Begin with the line that contains "Question. For every instance of the eyebrow" and transcribe each line after it, up to and including the last line of the listing below.
** start RECORDS TO USE **
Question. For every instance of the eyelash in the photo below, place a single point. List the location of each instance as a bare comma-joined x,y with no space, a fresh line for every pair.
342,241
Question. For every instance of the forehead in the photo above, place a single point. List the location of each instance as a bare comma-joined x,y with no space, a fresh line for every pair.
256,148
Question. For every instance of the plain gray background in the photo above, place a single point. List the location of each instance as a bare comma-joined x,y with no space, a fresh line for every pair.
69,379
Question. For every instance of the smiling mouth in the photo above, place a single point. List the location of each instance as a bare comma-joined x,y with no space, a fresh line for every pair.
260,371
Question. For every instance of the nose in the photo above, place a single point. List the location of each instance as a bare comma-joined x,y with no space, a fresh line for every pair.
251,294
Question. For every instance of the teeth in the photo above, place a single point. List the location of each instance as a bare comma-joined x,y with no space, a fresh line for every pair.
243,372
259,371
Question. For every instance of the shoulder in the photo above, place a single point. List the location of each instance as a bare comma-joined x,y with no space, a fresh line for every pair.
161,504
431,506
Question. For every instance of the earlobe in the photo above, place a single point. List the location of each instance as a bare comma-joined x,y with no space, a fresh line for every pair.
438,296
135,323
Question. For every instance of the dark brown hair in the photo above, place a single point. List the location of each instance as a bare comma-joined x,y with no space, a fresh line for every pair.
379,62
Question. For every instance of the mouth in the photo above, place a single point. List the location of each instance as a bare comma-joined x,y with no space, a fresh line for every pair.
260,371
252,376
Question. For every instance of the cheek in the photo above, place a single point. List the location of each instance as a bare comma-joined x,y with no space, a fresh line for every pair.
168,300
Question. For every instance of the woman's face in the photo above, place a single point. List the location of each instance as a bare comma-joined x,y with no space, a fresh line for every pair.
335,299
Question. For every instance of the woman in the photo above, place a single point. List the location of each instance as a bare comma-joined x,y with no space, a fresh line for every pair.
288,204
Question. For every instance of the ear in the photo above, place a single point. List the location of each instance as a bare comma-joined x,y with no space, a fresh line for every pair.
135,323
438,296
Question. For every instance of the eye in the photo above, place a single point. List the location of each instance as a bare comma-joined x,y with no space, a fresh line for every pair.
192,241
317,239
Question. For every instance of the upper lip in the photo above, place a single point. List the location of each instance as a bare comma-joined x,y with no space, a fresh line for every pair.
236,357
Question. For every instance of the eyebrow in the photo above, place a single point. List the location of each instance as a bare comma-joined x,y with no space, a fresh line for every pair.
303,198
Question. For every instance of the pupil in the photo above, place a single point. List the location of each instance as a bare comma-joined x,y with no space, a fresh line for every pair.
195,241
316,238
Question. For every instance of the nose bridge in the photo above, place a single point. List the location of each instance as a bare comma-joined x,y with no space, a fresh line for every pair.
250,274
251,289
** end RECORDS TO USE **
### THE RESPONSE
Question. For every instance of the eyebrow in the photo above, place a single point. List the location of each instance as a bare comma-joined x,y with no space, a fresh line for every pair.
303,198
Question. For every instance of the pupil in the photo above, place a single point. List the location of each instance as a bare comma-joined x,y with no space, a fresh line for every pair.
195,241
316,238
Question. For every instance of the nose bridge in the photo above, place a single point. List the location of each instance as a bare comma-joined x,y with no space, a fresh line for every pair.
250,274
251,289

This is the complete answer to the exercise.